> _Article_:
Monday, August 31, 2009
Thursday, August 27, 2009
Then there was this other guy who was determined to never say “never” to God, because he was sure that God would enforce upon him the one thing he never wanted to do! I suggested that he tell the Almighty that he would never serve God in Hawaii, but my friend was not amused.
In my experience many Christians carry conflicting ideas about God’s heart. With their heads they boldly believe that God is willing to pay any price for the redemption of mankind but with their hearts they cannot believe that God loves them personally. True, God “so loved the world” that he sent his Son to save us all, but loving the world doesn’t mean that God loves me. Or, as one young woman I know put it, “Sure he loves me, but he has to--that’s his job.”
Our theology allows for the love of God. Do our hearts allow it?
The answer does not come easily. Our hearts--each one of us--resist the idea that anyone could love us unconditionally. Married couples can remain together for years and still find themselves driven by he fear of rejection even though their spouse has demonstrated love time and again. Even in healthy, balanced families children have no real grasp of their parent’s love until they themselves become parents. Our insecurities run like subterranean rivers, watering our fears from below even when our surface life is filled with love and acceptance.

> _Data rows_:
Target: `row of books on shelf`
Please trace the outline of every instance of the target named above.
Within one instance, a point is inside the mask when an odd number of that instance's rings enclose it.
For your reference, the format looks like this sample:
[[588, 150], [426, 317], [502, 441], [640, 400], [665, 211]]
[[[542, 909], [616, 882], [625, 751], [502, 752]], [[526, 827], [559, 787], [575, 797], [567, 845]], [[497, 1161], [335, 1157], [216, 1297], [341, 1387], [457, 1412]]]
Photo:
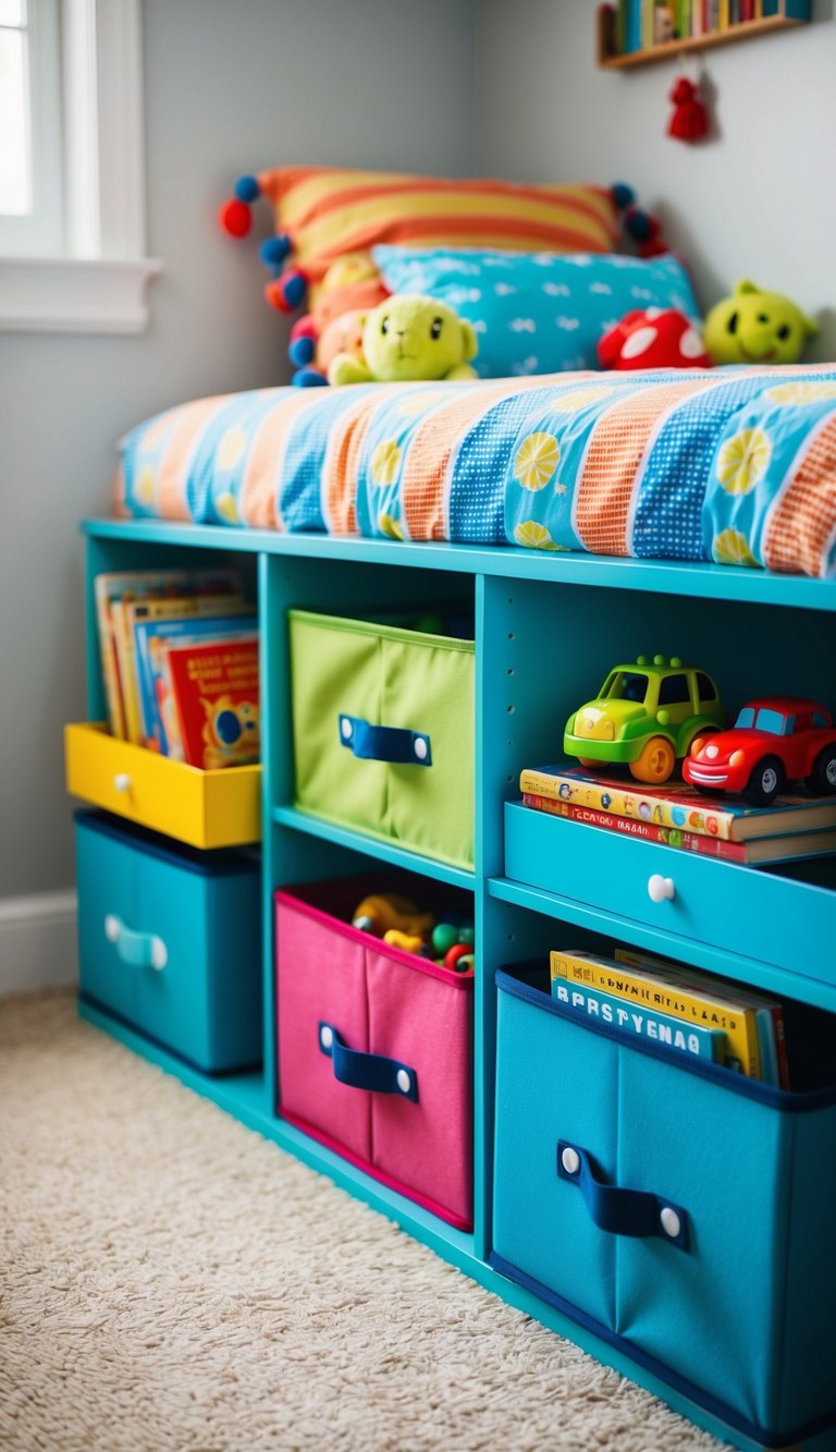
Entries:
[[573, 762], [525, 768], [525, 806], [701, 857], [761, 865], [836, 852], [836, 799], [781, 796], [768, 807], [591, 775]]
[[790, 1089], [784, 1005], [631, 948], [550, 954], [552, 996], [573, 1016]]
[[113, 736], [202, 770], [260, 759], [258, 629], [235, 571], [97, 575]]
[[787, 15], [806, 19], [807, 6], [795, 0], [617, 0], [607, 7], [617, 55], [647, 51], [671, 41], [698, 39], [736, 25]]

> _Exercise_: Reproduce the passage of the blog post on God's love from "Monday, August 31, 2009" up to and including "was not amused.".

> _Result for this exercise_:
Monday, August 31, 2009
Thursday, August 27, 2009
Then there was this other guy who was determined to never say “never” to God, because he was sure that God would enforce upon him the one thing he never wanted to do! I suggested that he tell the Almighty that he would never serve God in Hawaii, but my friend was not amused.